• **Instruções do exercício**: Prossiga com o relato sobre a jornalista Ghada al-Alkurd em Gaza, escrevendo a partir da última frase apresentada.

Era sexta-feira, e Ghada al-Alkurd lembra de ter saído pela manhã com suas irmãs e amigos para tomar um café em um lugar próximo ao seu apartamento, no oeste da Cidade de Gaza, perto da fronteira do território palestino. Naquele 6 de outubro de 2023, a jornalista pediu um prato com arroz, pão e carne. Junto de seus colegas, combinou de sair novamente no dia seguinte para comerem peixe.

Ghada, 39, voltara para Gaza havia dois meses, depois de passar quatro anos em Istambul para concluir seu mestrado em comunicação. Por isso, conta que ainda estava surpresa com as novidades, “com as luzes, os prédios de arquitetura moderna e os cafés” que ainda não existiam quando saíra, quatro anos antes. “À noite, meu amigo chegou e saímos no carro dele para comprar alguma sobremesa e ver a noite na cidade.”

“Eu fui dormir, e foi a última noite em que senti aquela tranquilidade que nunca mais vivi.” Desde que acordou, no 7 de Outubro, Ghada diz ter começado a viver um conflito que seria pior que os anteriores. “Ver o que estava acontecendo naquele dia era como um sinal para mim de que esta seria a guerra mais horrível que jamais testemunharemos.”

• **Material fornecido**:
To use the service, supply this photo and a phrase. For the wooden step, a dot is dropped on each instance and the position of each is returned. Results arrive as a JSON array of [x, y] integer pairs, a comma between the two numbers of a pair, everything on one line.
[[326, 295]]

• **Resultado final**:
A jornalista afirma que “esperava que fosse durar uns seis meses, não dois anos de constantes ataques e assassinatos“. As consequências, segundo Ghada, foram muito além do que qualquer um jamais imaginara. “Eu perdi 12 quilos. Não sinto minhas feridas, meus músculos”, conta. “Me mudo constantemente de um lugar para outro e estou sempre tentando me adaptar. Não tenho a possibilidade de ficar doente, tenho que cuidar de mim mesma, das minhas filhas, do meu trabalho”.

Além disso, conta a jornalista, toda a sociedade palestina mudou. “Todos buscam seus próprios interesses para seu próprio benefício, e isso não era assim antes, éramos solidários uns com os outros. A guerra afeta nosso comportamento, nossa atitude como seres humanos.”

Desde quando se formou na Universidade de Gaza, Ghada trabalha como repórter para diversas agências e veículos internacionais, função que se intensificou após o início da guerra. “Sinto muita pressão na cabeça, mas não tenho tempo para parar. O trabalho é a única coisa que me mantém viva.”

Durante a entrevista por videoconferência à Folha, a jornalista interrompeu sua fala repetidas vezes para tossir. “Acho que estou com algum tipo de febre agora mesmo, temperatura alta, mas ainda assim não quero que essas coisas me dominem, não posso ficar doente“, ela afirma.

Ghada tem duas filhas, de 11 e 13 anos. Fatima e Mira estão fora da escola há dois anos, como todas as crianças do território. A princípio, os edifícios dos colégios passaram a abrigar pessoas deslocadas pelo conflito. Durante a guerra, no entanto, o Exército de Israel atacou também essas estruturas, com a afirmação de que escondiam membros do grupo terrorista Hamas.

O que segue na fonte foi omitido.